* **Task requirements**
Locate each line in the material below that contains the string "tail", and copy every such line in full.

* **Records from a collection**
————

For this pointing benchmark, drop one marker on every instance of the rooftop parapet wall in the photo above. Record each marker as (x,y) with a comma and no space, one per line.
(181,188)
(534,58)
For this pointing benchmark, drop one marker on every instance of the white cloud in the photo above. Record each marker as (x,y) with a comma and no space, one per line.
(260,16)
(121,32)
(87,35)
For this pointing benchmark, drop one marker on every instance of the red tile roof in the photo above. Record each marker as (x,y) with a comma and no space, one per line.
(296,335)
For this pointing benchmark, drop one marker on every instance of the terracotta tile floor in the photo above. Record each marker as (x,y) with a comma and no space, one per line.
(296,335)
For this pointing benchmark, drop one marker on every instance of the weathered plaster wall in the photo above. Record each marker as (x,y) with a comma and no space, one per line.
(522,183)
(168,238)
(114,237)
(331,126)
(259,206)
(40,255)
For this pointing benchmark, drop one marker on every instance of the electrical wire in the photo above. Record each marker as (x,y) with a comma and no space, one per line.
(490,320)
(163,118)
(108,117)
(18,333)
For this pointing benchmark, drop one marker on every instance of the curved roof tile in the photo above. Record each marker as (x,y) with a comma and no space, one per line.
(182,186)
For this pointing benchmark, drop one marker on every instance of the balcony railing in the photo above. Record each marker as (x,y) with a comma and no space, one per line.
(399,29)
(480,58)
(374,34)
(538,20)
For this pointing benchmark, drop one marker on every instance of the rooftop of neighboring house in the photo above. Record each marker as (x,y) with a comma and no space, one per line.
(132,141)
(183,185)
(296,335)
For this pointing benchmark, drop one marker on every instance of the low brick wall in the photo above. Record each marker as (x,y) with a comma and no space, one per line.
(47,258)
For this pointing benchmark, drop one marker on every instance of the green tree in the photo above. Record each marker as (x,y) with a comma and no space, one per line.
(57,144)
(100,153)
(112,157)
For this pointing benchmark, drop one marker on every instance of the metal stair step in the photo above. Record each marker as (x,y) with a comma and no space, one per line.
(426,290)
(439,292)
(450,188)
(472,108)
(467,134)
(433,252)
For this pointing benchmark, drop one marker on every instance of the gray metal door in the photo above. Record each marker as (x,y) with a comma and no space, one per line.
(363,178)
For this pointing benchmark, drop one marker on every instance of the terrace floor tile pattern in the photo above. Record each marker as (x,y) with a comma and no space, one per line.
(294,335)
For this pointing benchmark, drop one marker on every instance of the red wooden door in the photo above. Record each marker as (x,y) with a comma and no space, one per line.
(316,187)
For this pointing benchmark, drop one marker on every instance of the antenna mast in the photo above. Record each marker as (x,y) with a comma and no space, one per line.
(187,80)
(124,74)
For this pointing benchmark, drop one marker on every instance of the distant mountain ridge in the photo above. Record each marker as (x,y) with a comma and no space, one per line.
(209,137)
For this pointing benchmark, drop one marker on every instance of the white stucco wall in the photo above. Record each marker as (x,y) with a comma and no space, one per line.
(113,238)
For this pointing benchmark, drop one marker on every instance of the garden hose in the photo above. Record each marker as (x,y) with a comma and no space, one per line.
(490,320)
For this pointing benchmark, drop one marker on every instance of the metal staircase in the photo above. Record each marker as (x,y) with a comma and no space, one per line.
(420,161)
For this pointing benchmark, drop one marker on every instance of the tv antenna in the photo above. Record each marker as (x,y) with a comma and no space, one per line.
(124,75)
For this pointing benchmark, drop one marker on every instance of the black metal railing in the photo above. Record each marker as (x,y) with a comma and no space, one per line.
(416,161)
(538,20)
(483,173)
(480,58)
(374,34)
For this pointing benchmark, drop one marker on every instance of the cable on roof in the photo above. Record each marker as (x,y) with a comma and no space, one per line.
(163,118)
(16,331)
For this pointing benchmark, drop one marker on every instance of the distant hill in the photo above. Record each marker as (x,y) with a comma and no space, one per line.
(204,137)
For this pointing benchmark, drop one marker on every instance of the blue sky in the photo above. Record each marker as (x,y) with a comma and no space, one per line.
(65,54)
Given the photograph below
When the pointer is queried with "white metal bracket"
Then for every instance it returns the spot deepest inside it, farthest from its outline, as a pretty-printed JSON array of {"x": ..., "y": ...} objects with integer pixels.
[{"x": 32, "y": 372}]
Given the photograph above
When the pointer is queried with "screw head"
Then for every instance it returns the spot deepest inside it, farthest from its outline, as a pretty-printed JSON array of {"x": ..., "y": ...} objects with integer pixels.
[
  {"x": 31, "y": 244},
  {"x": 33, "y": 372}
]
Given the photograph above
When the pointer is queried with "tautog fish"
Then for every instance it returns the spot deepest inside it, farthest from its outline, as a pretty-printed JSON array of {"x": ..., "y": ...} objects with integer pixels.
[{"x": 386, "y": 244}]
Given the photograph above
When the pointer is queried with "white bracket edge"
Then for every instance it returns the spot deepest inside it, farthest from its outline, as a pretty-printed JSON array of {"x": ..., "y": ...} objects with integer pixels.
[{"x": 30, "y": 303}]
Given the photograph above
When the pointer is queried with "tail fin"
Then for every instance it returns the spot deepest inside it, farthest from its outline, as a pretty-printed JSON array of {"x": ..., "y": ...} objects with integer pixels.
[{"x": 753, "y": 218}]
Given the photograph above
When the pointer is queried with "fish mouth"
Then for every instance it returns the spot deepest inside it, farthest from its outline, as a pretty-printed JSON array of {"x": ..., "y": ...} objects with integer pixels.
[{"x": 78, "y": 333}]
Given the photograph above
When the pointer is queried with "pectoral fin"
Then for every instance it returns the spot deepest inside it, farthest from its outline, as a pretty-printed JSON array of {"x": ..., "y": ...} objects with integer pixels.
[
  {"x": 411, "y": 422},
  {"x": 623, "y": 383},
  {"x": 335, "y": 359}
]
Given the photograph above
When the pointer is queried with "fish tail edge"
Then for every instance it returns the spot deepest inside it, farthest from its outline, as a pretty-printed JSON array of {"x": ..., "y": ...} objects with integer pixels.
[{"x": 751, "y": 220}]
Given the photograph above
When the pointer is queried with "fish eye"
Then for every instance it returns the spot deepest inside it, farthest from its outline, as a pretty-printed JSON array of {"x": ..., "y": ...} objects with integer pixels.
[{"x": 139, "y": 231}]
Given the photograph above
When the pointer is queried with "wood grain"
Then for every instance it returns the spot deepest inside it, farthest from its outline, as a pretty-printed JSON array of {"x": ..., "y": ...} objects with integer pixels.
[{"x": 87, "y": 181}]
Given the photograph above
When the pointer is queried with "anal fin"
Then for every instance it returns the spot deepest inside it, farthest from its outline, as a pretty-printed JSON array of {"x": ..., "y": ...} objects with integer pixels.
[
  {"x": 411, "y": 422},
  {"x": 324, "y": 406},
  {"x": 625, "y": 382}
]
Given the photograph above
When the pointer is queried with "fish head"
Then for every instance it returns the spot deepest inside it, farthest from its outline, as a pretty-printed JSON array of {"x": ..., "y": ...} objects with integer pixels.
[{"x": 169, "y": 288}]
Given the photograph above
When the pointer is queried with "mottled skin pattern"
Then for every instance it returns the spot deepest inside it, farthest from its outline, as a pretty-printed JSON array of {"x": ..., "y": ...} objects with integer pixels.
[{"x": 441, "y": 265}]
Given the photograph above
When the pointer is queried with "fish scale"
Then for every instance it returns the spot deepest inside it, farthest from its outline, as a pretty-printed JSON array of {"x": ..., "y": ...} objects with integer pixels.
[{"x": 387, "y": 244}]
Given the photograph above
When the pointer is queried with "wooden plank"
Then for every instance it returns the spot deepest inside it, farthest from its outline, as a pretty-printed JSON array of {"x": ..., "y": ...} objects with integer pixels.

————

* **In response**
When the pointer is queried with "tail fin"
When the pointer is queried with "fish tail edge"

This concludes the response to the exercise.